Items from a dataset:
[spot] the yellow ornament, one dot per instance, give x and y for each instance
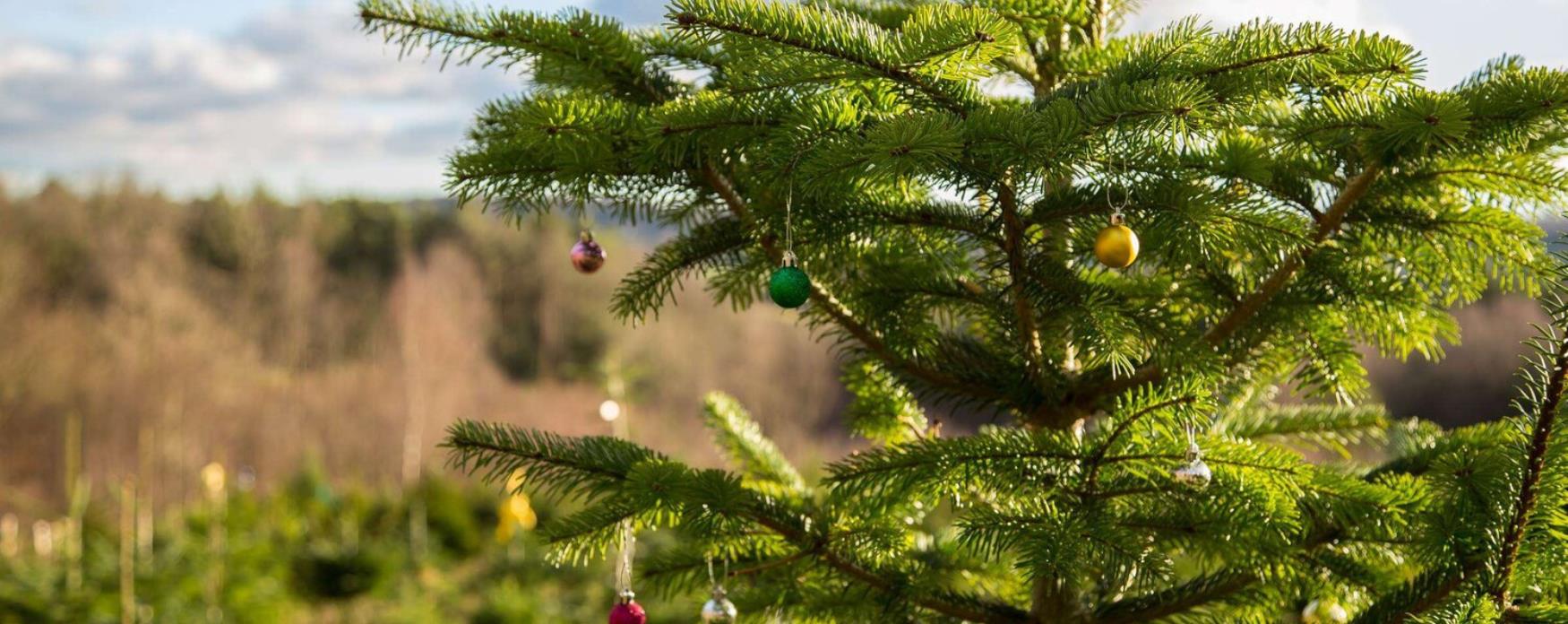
(1116, 245)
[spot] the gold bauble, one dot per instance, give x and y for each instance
(1116, 245)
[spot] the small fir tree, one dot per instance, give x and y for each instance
(941, 171)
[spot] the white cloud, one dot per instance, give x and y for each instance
(295, 98)
(300, 98)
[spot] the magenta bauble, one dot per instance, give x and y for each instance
(627, 613)
(587, 255)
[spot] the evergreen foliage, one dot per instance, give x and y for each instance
(944, 167)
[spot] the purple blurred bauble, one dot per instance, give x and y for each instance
(587, 255)
(627, 613)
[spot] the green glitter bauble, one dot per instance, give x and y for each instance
(789, 287)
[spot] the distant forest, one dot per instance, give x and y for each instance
(151, 336)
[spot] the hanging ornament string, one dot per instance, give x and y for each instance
(626, 609)
(719, 609)
(789, 215)
(623, 565)
(789, 286)
(1116, 245)
(1195, 472)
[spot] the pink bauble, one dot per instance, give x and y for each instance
(627, 613)
(587, 256)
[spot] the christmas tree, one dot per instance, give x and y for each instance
(959, 193)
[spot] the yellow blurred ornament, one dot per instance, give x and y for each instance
(1116, 245)
(212, 475)
(516, 510)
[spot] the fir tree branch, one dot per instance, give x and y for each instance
(1122, 427)
(831, 306)
(1327, 226)
(1532, 473)
(1016, 272)
(1176, 599)
(986, 613)
(1082, 400)
(1261, 60)
(888, 71)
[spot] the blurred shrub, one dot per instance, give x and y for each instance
(363, 238)
(338, 573)
(217, 236)
(314, 554)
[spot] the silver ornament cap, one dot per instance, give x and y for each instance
(719, 609)
(1193, 473)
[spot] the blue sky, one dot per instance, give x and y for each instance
(192, 96)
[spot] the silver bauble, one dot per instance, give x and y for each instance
(719, 609)
(1193, 473)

Problem description: What is needed is a word-for-word copy of the records above, excluding pictures.

Reply:
[spot] the yellow ornament, one dot per instance, give x and y for each instance
(1116, 245)
[spot] the gold bauble, one dot per instance, give x and y for each instance
(1116, 245)
[spot] the small fir tree, one dot per instance, give x and y for each instance
(941, 171)
[spot] the white cloud, one dot per instance, give x and y for each instance
(295, 98)
(300, 98)
[spot] the magenta bauble, one dot per instance, give x and y for each instance
(627, 613)
(587, 255)
[spot] the evergreen foliage, one dot per instance, give x and y for each instance
(944, 167)
[spot] the purple blurred bauble, one dot per instance, give x and y for each instance
(587, 255)
(627, 613)
[spot] the green glitter bauble, one dot per instance, give x and y for each instance
(789, 287)
[spot] the distant forest, one dot per instance, give x and y for each instance
(151, 336)
[spot] the hanging ornament string, one dot per instance, give x and y for each instance
(626, 609)
(719, 609)
(789, 215)
(623, 565)
(789, 286)
(1116, 245)
(1195, 472)
[spot] the pink bauble, one dot per instance, give x and y for each instance
(627, 613)
(587, 256)
[spot] the christmas tree, one dot per instance, give x and y for each instance
(959, 193)
[spot] the yellow blurred ornament, one dot per instance, give x and y for each instance
(1116, 245)
(212, 475)
(516, 510)
[spot] the fir tree branch, one dot per instance, give x and y for each instance
(1122, 427)
(831, 306)
(1327, 226)
(1532, 473)
(1016, 272)
(1176, 599)
(986, 613)
(1082, 400)
(1261, 60)
(888, 71)
[spot] the blurred shrub, one dot per instance, give x and y for each instance
(363, 238)
(338, 573)
(217, 236)
(314, 554)
[spot] the silver ornament cap, one dot per instance, give x and y for each instance
(719, 609)
(1193, 473)
[spot] the blue sky, one dot per instance, give x and y for each instance
(192, 96)
[spot] the silver bauble, one dot per instance, give x and y for each instance
(719, 609)
(1193, 473)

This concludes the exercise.